EXERCICE ÉCRIT A. Résumez le texte source en deux phrases.

TEXTE SOURCE.
▼
CAD : En somme, votre travail permet de retracer une double histoire : à la fois la voix des acteurs de l’événement mais aussi l’histoire internationale des regards sur ce dernier. Et aussi l’histoire des solidarités avec les révolutionnaires. Les textes de Marceau Pivert et de Daniel Guérin que vous citez sont des actes qui font aussi partie de l’histoire, n’est-ce pas ?
Amado - Il me paraît intéressant de me mettre à la place de l’ouvrier français qui achetait L’Humanité ou Le Populaire. Qu’est-ce qu’il comprenait quand il entendait Pivert et Guérin défendre la révolution espagnole ? Et quand le lecteur de L’Humanité lit, dans ce journal, qu’il faut dénoncer « les hyènes fascistes du POUM, les hitléro trostskistes » que ressentait-il ? Nous avons ensuite repris des documents un peu plus tardifs, en particulier ceux d’Arthur London. Ce qui est affligeant, c’est qu’il reprend les thèses les plus staliniennes. D’ailleurs, selon toute vraisemblance, L’Aveu est un ouvrage de commande du système ! Cela démolit bien des mythes, en l’occurrence la figure d’Arthur London construite comme « victime du stalinisme ».
▲
DONNÉES BRUTES.
▼
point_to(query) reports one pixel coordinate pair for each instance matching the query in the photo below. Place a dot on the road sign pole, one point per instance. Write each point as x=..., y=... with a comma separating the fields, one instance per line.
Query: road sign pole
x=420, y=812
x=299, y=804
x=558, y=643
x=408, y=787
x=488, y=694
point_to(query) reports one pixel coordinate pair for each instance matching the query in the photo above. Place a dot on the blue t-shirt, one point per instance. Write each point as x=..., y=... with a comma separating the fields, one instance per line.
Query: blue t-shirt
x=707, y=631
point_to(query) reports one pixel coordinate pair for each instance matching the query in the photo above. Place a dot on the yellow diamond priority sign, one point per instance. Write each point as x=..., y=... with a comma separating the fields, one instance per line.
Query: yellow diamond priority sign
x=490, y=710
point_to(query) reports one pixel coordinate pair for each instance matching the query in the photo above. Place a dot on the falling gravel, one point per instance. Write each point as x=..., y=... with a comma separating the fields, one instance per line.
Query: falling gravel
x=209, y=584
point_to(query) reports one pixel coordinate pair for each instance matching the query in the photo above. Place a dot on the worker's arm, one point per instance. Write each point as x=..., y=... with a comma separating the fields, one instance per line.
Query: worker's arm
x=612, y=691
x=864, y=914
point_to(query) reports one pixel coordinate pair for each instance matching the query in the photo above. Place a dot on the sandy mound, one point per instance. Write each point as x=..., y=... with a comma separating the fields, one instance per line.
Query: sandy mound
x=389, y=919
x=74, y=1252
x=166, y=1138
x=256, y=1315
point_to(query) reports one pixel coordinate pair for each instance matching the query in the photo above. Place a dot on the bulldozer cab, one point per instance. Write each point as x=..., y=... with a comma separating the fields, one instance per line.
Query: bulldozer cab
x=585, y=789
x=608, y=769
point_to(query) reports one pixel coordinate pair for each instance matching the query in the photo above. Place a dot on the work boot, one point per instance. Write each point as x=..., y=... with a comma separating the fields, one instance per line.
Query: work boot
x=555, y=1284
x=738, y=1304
▲
EXERCICE ÉCRIT B. Présentez sous forme de liste numérotée les lignes de données, en commençant par la première et en terminant par celle qui contient "x=490, y=710", les deux incluses. Omettez les lignes vides.

RÉPONSE A. CAD observe que ce travail retrace à la fois la voix des acteurs de l'événement, l'histoire internationale des regards portés sur lui et celle des solidarités avec les révolutionnaires, et demande si les textes de Marceau Pivert et de Daniel Guérin sont eux aussi des actes historiques. Amado veut se mettre à la place de l'ouvrier français lecteur de L'Humanité ou du Populaire, puis juge affligeant qu'Arthur London reprenne les thèses les plus staliniennes, L'Aveu étant vraisemblablement un ouvrage de commande, ce qui démolit le mythe d'un London « victime du stalinisme ».

RÉPONSE B.
1. point_to(query) reports one pixel coordinate pair for each instance matching the query in the photo below. Place a dot on the road sign pole, one point per instance. Write each point as x=..., y=... with a comma separating the fields, one instance per line.
2. Query: road sign pole
3. x=420, y=812
4. x=299, y=804
5. x=558, y=643
6. x=408, y=787
7. x=488, y=694
8. point_to(query) reports one pixel coordinate pair for each instance matching the query in the photo above. Place a dot on the blue t-shirt, one point per instance. Write each point as x=..., y=... with a comma separating the fields, one instance per line.
9. Query: blue t-shirt
10. x=707, y=631
11. point_to(query) reports one pixel coordinate pair for each instance matching the query in the photo above. Place a dot on the yellow diamond priority sign, one point per instance. Write each point as x=..., y=... with a comma separating the fields, one instance per line.
12. Query: yellow diamond priority sign
13. x=490, y=710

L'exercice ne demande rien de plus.